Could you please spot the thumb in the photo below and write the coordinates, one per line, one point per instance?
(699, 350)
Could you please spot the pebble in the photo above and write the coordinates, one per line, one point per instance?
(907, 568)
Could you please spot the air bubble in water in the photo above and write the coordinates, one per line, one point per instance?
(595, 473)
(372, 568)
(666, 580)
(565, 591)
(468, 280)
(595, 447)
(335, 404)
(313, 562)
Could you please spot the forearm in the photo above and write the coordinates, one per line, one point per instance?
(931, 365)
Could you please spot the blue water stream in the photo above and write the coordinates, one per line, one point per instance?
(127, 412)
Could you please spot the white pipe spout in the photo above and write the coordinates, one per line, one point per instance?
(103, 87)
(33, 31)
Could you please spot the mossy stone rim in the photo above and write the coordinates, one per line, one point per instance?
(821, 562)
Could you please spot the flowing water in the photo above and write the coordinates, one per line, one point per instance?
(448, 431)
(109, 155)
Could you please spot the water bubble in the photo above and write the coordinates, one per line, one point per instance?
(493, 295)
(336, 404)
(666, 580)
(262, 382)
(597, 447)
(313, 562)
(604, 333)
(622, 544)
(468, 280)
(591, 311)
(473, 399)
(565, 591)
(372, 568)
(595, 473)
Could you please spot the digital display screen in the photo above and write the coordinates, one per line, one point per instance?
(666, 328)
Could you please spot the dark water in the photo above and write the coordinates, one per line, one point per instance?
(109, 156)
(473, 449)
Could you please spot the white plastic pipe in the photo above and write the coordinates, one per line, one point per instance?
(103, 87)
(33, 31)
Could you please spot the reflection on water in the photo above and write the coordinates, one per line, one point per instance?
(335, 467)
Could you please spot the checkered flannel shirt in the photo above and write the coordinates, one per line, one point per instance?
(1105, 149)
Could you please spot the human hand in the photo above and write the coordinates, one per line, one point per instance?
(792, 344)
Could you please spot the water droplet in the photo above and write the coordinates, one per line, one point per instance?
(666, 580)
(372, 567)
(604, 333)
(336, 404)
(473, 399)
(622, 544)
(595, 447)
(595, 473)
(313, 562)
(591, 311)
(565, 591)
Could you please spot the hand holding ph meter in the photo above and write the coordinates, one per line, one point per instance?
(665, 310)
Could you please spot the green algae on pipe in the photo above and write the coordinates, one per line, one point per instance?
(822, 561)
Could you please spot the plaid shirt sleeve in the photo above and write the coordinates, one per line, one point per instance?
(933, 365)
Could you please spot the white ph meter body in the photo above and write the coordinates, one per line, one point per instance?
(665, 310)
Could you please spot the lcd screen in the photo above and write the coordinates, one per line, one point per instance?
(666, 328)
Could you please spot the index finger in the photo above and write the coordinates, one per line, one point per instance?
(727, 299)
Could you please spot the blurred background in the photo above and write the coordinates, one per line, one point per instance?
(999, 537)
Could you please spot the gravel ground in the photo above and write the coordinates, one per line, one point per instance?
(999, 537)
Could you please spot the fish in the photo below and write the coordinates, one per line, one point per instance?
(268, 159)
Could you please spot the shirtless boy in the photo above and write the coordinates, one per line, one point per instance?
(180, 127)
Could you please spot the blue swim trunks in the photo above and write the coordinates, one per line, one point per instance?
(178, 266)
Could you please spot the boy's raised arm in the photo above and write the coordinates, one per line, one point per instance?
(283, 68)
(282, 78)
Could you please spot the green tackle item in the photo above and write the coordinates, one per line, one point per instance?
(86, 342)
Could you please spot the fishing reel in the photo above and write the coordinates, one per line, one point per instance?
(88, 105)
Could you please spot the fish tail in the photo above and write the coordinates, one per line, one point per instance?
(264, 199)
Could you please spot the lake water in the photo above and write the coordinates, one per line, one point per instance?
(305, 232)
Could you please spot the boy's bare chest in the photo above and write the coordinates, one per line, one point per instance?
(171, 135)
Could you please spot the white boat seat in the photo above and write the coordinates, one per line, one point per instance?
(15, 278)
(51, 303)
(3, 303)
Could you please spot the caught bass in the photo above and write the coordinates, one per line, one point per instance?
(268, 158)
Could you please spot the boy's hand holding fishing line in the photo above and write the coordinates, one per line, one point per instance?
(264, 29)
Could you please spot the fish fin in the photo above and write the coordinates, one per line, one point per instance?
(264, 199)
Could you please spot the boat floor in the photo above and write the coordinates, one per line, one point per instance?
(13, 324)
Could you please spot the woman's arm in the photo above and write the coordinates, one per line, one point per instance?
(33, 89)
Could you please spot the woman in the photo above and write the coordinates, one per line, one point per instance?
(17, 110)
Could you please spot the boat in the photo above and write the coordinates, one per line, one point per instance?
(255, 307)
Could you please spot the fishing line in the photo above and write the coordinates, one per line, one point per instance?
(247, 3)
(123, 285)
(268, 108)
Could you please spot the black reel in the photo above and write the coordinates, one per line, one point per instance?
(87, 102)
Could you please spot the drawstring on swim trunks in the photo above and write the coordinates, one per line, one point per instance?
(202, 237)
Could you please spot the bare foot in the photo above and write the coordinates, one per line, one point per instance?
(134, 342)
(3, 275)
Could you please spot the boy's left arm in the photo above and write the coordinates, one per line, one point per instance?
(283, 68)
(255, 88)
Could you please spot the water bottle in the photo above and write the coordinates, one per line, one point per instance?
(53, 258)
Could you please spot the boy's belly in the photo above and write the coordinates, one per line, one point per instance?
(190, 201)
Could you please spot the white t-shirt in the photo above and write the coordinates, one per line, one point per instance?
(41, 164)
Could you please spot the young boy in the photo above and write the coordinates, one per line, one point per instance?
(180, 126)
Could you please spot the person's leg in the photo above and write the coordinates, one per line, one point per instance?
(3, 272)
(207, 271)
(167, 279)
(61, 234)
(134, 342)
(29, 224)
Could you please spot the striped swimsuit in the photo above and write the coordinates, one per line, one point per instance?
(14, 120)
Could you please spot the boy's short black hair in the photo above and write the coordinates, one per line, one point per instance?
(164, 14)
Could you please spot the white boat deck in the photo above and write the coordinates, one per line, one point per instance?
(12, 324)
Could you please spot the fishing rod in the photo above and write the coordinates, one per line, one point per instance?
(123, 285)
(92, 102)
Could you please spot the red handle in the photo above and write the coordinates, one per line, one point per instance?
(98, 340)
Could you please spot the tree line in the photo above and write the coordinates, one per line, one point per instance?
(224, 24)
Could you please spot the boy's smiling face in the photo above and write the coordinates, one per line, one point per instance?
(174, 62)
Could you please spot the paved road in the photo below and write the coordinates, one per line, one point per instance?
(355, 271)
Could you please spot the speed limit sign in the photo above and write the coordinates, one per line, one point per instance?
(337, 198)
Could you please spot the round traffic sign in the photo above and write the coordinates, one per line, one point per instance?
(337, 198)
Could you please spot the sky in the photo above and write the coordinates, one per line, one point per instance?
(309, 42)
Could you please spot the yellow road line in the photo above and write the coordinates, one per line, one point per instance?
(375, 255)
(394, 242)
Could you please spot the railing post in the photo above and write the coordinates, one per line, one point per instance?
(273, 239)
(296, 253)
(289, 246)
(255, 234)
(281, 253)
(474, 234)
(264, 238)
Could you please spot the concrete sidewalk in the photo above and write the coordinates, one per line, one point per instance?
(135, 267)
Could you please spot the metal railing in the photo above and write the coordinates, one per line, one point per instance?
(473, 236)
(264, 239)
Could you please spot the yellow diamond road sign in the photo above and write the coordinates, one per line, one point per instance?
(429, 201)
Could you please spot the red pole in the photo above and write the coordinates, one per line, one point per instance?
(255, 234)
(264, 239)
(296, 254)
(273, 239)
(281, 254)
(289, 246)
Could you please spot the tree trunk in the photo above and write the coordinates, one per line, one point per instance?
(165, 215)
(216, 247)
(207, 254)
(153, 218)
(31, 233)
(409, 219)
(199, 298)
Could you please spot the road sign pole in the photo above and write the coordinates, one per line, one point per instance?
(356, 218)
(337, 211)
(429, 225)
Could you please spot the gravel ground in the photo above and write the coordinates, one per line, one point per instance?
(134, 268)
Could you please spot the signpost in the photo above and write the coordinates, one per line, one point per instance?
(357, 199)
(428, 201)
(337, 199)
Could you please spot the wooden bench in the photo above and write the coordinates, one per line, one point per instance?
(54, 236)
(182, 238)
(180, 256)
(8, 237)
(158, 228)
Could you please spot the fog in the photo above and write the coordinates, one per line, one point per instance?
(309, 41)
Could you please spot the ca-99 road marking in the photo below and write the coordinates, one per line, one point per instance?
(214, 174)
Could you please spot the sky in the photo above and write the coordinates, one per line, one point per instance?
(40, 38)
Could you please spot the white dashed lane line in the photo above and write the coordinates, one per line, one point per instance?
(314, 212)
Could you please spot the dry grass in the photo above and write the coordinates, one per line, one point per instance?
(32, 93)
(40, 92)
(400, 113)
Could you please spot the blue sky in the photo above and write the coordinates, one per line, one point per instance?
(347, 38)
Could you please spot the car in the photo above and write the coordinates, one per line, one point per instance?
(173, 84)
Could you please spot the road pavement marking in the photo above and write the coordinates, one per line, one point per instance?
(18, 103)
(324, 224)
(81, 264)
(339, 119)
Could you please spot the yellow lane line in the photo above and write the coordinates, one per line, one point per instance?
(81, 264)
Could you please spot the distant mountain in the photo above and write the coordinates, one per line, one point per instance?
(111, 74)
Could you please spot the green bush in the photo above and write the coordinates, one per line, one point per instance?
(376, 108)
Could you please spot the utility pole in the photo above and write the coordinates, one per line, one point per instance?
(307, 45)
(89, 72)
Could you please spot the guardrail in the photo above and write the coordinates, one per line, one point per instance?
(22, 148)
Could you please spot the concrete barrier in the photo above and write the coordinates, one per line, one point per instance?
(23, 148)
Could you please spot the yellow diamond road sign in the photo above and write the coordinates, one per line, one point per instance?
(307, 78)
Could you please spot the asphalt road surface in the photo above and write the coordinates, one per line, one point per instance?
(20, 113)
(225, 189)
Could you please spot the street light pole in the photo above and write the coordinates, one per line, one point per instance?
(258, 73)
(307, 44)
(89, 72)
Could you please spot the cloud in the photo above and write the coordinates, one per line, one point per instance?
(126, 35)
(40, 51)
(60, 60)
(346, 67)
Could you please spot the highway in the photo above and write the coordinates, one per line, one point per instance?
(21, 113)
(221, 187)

========================================

Given instruction: Output the lines of the entries above, from the one containing "Could you please spot the reflection" through the one containing "(1105, 149)", as a Markdown table with the columns Row and Line. Number each row and omit blank lines.

Solution to the exercise:
| Row | Line |
|---|---|
| 1 | Could you please spot the reflection on water in the photo above and write the coordinates, one per line, one point per instance? |
| 2 | (335, 467) |
| 3 | Could you please spot the checkered flannel shirt in the photo above and write the coordinates, one per line, one point per instance? |
| 4 | (1105, 149) |